Given instruction -> Write out the portion of the jurisdiction passage starting at "Defendant argues that plaintiff's" and ending at "and citations omitted).".

# Supplied text start

Defendant argues that plaintiff's suit should be dismissed for lack of subject matter jurisdiction based on the Rooker-Feldman doctrine. Alternatively, defendant argues that even if this Court could exercise subject matter jurisdiction over plaintiff's complaint, the principle of res judicata prevents this Court from addressing Mr. Scully's claims. For the reasons discussed below, we find that we do not have subject matter jurisdiction over Mr. Scully's complaint, and we thus do not reach the res judicata argument. See Bryan v. Belvidere Nat. Bank, 122 F. App'x 858, 859 (7th Cir. 2005) (internal quotations and citations omitted).

IV.

# Supplied text end
# Raw data start

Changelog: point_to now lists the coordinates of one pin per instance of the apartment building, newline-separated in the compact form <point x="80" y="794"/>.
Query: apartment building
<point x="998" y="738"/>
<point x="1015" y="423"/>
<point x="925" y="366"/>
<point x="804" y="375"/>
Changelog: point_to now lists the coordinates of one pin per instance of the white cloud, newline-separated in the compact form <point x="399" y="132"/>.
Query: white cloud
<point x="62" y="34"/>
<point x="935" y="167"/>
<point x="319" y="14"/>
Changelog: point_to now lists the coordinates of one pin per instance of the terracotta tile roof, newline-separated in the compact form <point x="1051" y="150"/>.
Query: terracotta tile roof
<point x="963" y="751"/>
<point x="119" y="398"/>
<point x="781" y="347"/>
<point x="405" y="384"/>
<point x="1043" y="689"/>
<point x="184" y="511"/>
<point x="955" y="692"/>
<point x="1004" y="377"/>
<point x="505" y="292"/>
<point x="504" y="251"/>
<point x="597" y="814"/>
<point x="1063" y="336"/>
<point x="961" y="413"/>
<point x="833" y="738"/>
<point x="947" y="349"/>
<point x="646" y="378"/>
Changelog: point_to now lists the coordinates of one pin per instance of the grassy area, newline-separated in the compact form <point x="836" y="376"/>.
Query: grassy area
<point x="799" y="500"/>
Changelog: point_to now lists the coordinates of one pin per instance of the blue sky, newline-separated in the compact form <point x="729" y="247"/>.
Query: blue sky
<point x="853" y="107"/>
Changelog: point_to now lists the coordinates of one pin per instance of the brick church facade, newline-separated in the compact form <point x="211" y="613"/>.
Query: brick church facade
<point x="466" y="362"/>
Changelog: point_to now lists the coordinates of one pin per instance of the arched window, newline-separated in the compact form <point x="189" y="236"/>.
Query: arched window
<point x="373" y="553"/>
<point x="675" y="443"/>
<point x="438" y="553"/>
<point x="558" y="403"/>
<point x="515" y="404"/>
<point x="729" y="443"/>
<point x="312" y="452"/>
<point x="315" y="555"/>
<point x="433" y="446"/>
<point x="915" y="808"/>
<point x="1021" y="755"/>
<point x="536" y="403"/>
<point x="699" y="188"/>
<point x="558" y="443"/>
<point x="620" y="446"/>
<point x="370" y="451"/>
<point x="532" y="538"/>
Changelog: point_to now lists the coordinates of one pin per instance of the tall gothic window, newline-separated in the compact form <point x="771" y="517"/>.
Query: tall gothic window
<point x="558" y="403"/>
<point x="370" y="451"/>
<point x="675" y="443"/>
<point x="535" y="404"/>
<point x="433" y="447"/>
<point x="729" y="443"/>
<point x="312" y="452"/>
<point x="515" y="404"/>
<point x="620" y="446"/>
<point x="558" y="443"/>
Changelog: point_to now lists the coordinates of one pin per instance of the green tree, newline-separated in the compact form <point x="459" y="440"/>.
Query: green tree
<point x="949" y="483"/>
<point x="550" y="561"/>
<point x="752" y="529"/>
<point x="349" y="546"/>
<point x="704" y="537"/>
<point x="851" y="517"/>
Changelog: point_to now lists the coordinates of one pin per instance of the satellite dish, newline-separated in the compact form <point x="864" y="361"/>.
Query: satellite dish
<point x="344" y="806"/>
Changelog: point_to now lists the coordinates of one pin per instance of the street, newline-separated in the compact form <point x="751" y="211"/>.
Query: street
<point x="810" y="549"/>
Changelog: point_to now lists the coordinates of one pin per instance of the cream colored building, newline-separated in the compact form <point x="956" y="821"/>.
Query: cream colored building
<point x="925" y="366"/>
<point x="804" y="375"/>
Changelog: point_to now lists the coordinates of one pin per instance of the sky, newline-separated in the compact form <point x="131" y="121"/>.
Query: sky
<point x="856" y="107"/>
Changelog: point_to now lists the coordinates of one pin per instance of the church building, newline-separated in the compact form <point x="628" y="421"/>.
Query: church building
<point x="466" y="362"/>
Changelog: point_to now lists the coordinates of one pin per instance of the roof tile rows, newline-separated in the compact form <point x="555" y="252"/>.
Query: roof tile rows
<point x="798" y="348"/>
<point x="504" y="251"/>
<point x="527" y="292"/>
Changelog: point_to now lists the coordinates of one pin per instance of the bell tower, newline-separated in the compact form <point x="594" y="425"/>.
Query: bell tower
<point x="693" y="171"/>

# Raw data end

Answer in full ->
Defendant argues that plaintiff's suit should be dismissed for lack of subject matter jurisdiction based on the Rooker-Feldman doctrine. Alternatively, defendant argues that even if this Court could exercise subject matter jurisdiction over plaintiff's complaint, the principle of res judicata prevents this Court from addressing Mr. Scully's claims. For the reasons discussed below, we find that we do not have subject matter jurisdiction over Mr. Scully's complaint, and we thus do not reach the res judicata argument. See Bryan v. Belvidere Nat. Bank, 122 F. App'x 858, 859 (7th Cir. 2005) (internal quotations and citations omitted).